(HOW TO COMPLETE THIS TASK)
Retype the data below, every word of it, exactly.

(DATA PROVIDED)
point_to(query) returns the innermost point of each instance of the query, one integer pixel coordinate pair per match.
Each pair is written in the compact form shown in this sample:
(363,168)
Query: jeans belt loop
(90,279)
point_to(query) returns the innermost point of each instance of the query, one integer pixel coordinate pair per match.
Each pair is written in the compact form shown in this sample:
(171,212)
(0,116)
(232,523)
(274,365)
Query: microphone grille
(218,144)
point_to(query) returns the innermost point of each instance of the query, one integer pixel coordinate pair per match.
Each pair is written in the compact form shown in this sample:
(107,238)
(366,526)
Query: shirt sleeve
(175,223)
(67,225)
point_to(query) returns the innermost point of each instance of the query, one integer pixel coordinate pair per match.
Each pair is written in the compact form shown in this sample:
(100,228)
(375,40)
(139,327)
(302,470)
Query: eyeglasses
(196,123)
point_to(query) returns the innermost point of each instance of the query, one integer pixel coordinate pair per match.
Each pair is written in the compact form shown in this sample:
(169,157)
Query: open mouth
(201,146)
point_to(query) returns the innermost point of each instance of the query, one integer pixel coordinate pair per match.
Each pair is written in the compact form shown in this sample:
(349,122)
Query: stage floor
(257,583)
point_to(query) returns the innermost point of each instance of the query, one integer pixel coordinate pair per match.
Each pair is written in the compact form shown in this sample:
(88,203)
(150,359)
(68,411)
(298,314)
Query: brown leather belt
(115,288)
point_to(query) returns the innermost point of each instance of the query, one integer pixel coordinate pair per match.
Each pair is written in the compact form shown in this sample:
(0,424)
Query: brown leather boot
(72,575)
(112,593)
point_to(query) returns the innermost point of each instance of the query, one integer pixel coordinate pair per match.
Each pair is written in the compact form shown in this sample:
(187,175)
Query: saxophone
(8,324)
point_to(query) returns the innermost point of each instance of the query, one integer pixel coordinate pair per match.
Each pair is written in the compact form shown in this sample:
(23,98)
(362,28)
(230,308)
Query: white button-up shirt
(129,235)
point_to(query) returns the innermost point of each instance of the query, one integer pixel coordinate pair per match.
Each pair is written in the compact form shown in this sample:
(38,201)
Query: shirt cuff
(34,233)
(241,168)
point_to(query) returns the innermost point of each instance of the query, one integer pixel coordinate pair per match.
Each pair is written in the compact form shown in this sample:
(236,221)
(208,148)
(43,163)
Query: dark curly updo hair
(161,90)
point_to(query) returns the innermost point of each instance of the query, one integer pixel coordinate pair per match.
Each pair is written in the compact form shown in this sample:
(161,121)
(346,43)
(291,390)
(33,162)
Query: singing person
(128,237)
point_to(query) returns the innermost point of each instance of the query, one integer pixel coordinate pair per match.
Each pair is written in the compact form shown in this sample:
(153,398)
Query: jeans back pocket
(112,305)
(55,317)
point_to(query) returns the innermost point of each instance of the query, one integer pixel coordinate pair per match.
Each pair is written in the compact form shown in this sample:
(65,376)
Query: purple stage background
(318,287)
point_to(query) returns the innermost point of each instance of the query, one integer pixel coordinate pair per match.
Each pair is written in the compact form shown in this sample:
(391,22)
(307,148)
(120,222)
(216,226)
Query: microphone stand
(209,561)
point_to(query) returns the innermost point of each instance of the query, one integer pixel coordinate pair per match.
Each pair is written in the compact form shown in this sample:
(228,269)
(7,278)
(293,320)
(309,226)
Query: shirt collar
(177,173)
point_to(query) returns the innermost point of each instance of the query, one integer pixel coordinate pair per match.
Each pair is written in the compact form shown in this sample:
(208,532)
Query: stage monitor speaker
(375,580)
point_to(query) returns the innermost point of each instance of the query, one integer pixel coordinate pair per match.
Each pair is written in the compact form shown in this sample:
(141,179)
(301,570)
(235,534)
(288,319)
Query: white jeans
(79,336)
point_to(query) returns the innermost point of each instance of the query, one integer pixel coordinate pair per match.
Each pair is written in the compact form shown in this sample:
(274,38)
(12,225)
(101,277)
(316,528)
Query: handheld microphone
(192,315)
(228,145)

(WRITTEN SOLUTION)
point_to(query) returns the innermost point of each instance of the query, one integer pixel coordinate pair per match.
Each pair is written in the compact form shown in this sample:
(363,168)
Query: jeans belt loop
(90,279)
point_to(query) returns the innermost point of each instance of the query, one integer pixel coordinate pair per match.
Each pair is written in the compact form shown in this sample:
(171,212)
(0,116)
(232,523)
(274,365)
Query: microphone grille
(218,144)
point_to(query) returns the innermost point of each instance of the query, one integer pixel coordinate pair per match.
Each pair is written in the compact form shown in this sample:
(107,238)
(366,526)
Query: shirt sleeve
(175,223)
(67,225)
point_to(query) returns the innermost point of each instance of the query, one integer pixel coordinate pair per match.
Each pair is written in the compact form shown in this sample:
(100,228)
(375,40)
(139,327)
(302,470)
Query: eyeglasses
(196,123)
point_to(query) returns the innermost point of each instance of the query, one integer pixel coordinate pair per match.
Each pair is written in the compact form shown in this sample:
(169,157)
Query: open mouth
(201,146)
point_to(query) returns the innermost point of each instance of the query, one integer pixel coordinate pair per match.
Each pair is written in the compact form shown in this sample:
(349,122)
Query: stage floor
(257,583)
point_to(query) returns the innermost point of each instance of the query, one integer pixel coordinate pair per match.
Each pair is written in the compact form shown in this sample:
(88,203)
(150,359)
(68,411)
(298,314)
Query: brown leather belt
(115,288)
point_to(query) returns the innermost point of each instance of the query, one integer pixel coordinate pair per match.
Each pair is written in the compact form shown in this sample:
(0,424)
Query: brown leather boot
(72,575)
(112,593)
point_to(query) returns the innermost point of each instance of the query, one integer pixel coordinate pair per match.
Each pair is written in the compact form shown in this sample:
(187,175)
Query: saxophone
(8,324)
point_to(query) returns the innermost point of each instance of the query, one integer pixel coordinate pair per match.
Each pair is written in the compact form shown in this sample:
(23,98)
(362,28)
(230,308)
Query: white button-up shirt
(129,235)
point_to(query) returns the innermost point of each instance of the query, one integer pixel coordinate pair per match.
Each pair is written in the compact form shown in this sample:
(38,201)
Query: shirt cuff
(34,233)
(241,168)
point_to(query) returns the innermost point of each instance of the query, one integer pixel coordinate pair per match.
Each pair is written in the compact form shown in this sample:
(236,221)
(208,148)
(43,163)
Query: dark curly updo hair
(161,90)
point_to(query) returns the innermost point of each instance of the query, one integer pixel coordinate pair per match.
Each pair is written in the compact form shown in this sample:
(161,121)
(346,43)
(291,390)
(33,162)
Query: singing person
(128,237)
point_to(query) returns the innermost point of each instance of the query, one integer pixel coordinate pair per match.
Each pair is written in the compact form shown in this sample:
(153,398)
Query: jeans back pocket
(112,305)
(55,317)
point_to(query) returns the innermost point of each instance of the query, one integer pixel coordinate pair per match.
Each pair is written in the compact form shown in this sample:
(65,376)
Query: purple stage background
(318,287)
point_to(query) returns the innermost point of each instance of the query, one integer pixel coordinate pair per match.
Each pair is written in the compact form shown in this sample:
(391,22)
(307,148)
(120,222)
(216,226)
Query: microphone stand
(209,561)
point_to(query) returns the innermost point of each instance of the query, one integer pixel coordinate pair per match.
Each pair is written in the compact form shown in this sample:
(228,269)
(7,278)
(293,320)
(309,226)
Query: shirt collar
(177,173)
point_to(query) returns the innermost point of each instance of the query, one integer pixel coordinate pair per match.
Each pair is written in the compact form shown in this sample:
(208,532)
Query: stage monitor speaker
(375,580)
point_to(query) returns the innermost point of each instance of the query, one integer pixel coordinate pair per match.
Each pair is written in the compact form shown in this sample:
(141,179)
(301,570)
(235,534)
(288,319)
Query: white jeans
(79,336)
point_to(query) returns the innermost point of each instance of the query, one integer pixel coordinate pair per match.
Each pair is written in the compact form shown in this sample:
(274,38)
(12,225)
(101,277)
(316,528)
Query: handheld microphone
(192,315)
(228,145)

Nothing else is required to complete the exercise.